■ TO DO: I would like each line of the data that holds the word "Note" copied out.

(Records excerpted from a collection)
────

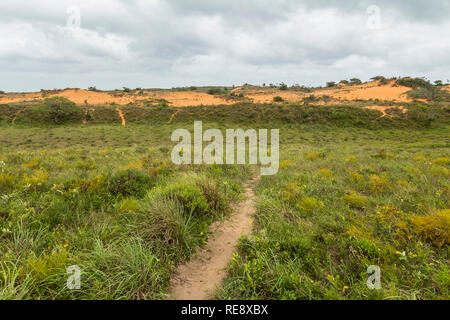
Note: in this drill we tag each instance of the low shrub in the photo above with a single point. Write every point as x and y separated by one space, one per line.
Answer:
310 205
357 201
434 228
190 197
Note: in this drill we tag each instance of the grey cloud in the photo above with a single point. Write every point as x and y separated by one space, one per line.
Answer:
158 43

────

■ RESPONSE AREA:
Note: in this drill we tag each instance of the low shrub in the photo above with a single point. Write every point as x and y separated by one space, one per line.
Note: in this drill we tag each instance of the grey cloud in the photo above with a single point. Write every point as x and y separated by one space, one per line.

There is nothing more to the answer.